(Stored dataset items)
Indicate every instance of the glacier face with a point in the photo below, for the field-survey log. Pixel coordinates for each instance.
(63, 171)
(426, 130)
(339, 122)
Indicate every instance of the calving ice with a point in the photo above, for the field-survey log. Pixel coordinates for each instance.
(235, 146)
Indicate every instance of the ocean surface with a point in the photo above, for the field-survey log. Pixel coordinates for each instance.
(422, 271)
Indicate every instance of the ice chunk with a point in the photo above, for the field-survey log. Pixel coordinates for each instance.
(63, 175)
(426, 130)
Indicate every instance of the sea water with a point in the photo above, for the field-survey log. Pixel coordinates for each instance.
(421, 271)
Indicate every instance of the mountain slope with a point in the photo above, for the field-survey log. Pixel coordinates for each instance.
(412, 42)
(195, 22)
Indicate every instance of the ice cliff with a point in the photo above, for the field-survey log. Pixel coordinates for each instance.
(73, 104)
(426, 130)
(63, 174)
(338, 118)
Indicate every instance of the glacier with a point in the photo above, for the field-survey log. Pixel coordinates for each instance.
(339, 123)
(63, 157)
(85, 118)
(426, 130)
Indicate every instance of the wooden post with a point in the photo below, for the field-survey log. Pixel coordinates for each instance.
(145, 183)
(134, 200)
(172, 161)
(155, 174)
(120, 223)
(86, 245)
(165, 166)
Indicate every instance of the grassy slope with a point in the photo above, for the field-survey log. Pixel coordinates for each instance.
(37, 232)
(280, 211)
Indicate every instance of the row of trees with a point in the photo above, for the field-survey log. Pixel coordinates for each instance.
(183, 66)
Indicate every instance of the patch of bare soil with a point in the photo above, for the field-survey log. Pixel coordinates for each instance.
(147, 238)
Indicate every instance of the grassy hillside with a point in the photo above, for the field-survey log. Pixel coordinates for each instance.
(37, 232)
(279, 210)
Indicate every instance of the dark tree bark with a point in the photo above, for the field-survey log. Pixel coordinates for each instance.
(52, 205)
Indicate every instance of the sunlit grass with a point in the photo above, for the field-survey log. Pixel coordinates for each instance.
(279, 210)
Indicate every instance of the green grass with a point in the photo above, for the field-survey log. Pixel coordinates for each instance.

## What needs to be done
Copy out verbatim the lines from the one containing "Indicate every instance of the dark" through the end of the entries, with both ends included.

## Solution for this problem
Indicate every instance of the dark tree bark with a point in the photo above, for the field-survey log. Pixel coordinates for each instance.
(52, 205)
Indicate every instance of the sunlit grass with a point in the photo above, for the field-survey log. Pixel coordinates for each instance.
(279, 210)
Indicate every instance of the green grass with a point in the photo above, for the field-survey log. Pixel coordinates for each instance.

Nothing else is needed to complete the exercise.